EXTRAIT DU DOCUMENT
******************************
Quand les poissons nagent dans les poubelles...

 

imgres18 heures, ce vendredi. Je fais mes courses dans un supermarché de mon quartier que je ne nommerai pas. Devant la poissonnerie, je tombe en admiration. L’étalage si bien fourni, l’accueil de la vendeuse, tout est tentant. J’achète deux tranches de saumon. Voyant tout ce qui reste sur l’étal, je suis traversée par une question :   « Tous ces poissons ne seront pas vendus aujourd’hui ni sans doute demain, que vont-ils devenir ? »

Une question qui me taraude

A la responsable du rayon, en train de me servir, je pose la question qui me taraude. Et voici sa réponse :

- Je vais mettre au frigo les plus frais que je pourrai encore vendre demain. Mais le reste, je suis obligée de le jeter. Je ne peux pas risquer de vous rendre malade !

- Vous ne le donnez pas aux restos du coeur ? 

- Je ne peux pas le donner aux associations et d’ailleurs, elles n’en veulent pas, elles ne sont pas organisées pour cuisiner. 

- Cela vous fait des pertes !

- Oh ! Nous aurions pu acheter deux voitures avec la valeur de ce que nous avons jeté cette année ! Et pas deux twingos… ou deux Fiats 500 ! Des grosses ! 40 000€, c’est une somme ! 

- Dans les autres rayons, ajoute-t-elle, des fruits, des légumes, des produits frais -ceux dont la date limite de péremption est dépassée- volent chaque jour à la poubelle ! 

Les poubelles pour poissons sont légion !

Je suis perplexe.

La vendeuse a raison, Les commerçants ne peuvent prendre le risque d’intoxiquer leurs clients avec du poisson avarié.

Mais que penser de ce gaspillage, en cette période où les ressources de la mer sont en diminution constante, où des familles ont tant de mal à payer leur nourriture et où l’on conseille de manger deux fois par semaine du poisson !

Me voici donc à la recherche d’informations supplémentaires sur ce sujet et ce que je découvre m’effraie. Car les poubelles pour poisson sont légion !

criee-aux-poissons-sete-1337109450Cela commence sur les bateaux de pêche. Pour protéger certaines espèces en voie d’extinction par des prises trop importantes, des règles sont édictées et contrôlées par la Communauté Européenne. Il est interdit, par exemple,

  • de pêcher certaines espèces de poissons pendant telle période de l’année ;
  • de pêcher des poissons de petite taille (les maquereaux par exemple, doivent mesurer au moins 20 cm) ;
  • de dépasser les quotas de pêche établis pour certaines espèces.
******************************
DONNÉES FOURNIES
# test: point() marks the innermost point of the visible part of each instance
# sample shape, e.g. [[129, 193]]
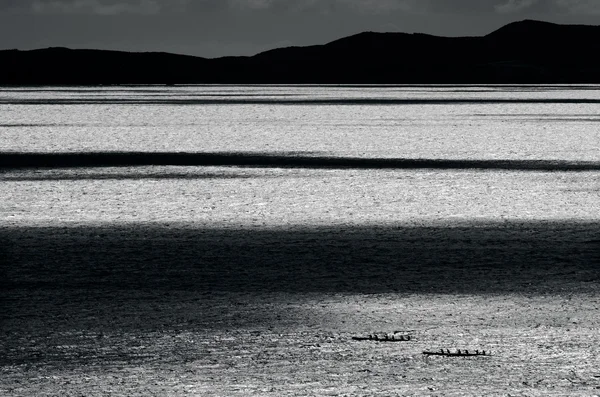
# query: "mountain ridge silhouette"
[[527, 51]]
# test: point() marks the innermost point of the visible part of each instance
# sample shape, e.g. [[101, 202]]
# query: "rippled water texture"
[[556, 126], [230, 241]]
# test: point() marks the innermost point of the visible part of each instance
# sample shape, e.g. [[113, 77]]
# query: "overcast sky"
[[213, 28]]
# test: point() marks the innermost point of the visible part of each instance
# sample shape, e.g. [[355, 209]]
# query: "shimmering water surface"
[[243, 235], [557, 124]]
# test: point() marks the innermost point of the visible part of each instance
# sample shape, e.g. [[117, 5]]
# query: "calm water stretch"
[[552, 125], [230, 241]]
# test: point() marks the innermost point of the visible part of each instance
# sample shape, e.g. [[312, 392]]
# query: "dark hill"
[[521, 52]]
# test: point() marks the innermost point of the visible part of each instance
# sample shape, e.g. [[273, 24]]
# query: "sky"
******************************
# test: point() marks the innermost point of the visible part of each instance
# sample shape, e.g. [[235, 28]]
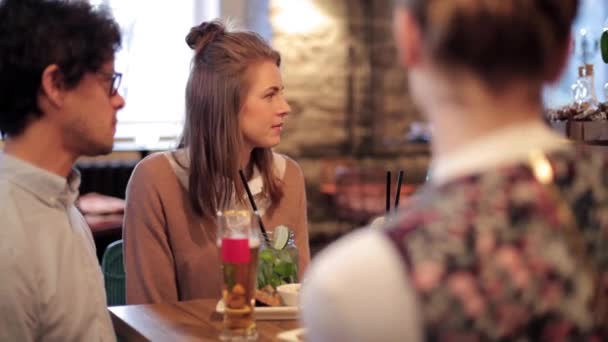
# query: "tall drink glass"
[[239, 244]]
******************************
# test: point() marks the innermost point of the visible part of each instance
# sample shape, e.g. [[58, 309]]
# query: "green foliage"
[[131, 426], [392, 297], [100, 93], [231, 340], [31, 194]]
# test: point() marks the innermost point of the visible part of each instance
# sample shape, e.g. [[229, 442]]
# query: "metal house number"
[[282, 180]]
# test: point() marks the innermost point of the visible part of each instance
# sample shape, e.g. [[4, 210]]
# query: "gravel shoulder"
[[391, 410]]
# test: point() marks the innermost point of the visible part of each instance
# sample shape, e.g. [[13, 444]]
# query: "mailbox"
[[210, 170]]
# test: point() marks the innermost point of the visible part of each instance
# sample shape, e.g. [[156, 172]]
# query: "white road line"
******************************
TÂCHE COURTE
Pour chaque affirmation, indiquez par oui ou non si elle concorde avec le texte sur le gaspillage du poisson, puis citez à l'identique les mots du texte qui tranchent : (a) la responsable du rayon donne le poisson invendu aux associations ; (b) les maquereaux pêchés doivent mesurer au moins 20 cm ; (c) les règles de pêche sont édictées et contrôlées par la Communauté Européenne.

RÉPONSE RÉDIGÉE
(a) Non : « Je ne peux pas le donner aux associations ».
(b) Oui : « les maquereaux par exemple, doivent mesurer au moins 20 cm ».
(c) Oui : « des règles sont édictées et contrôlées par la Communauté Européenne ».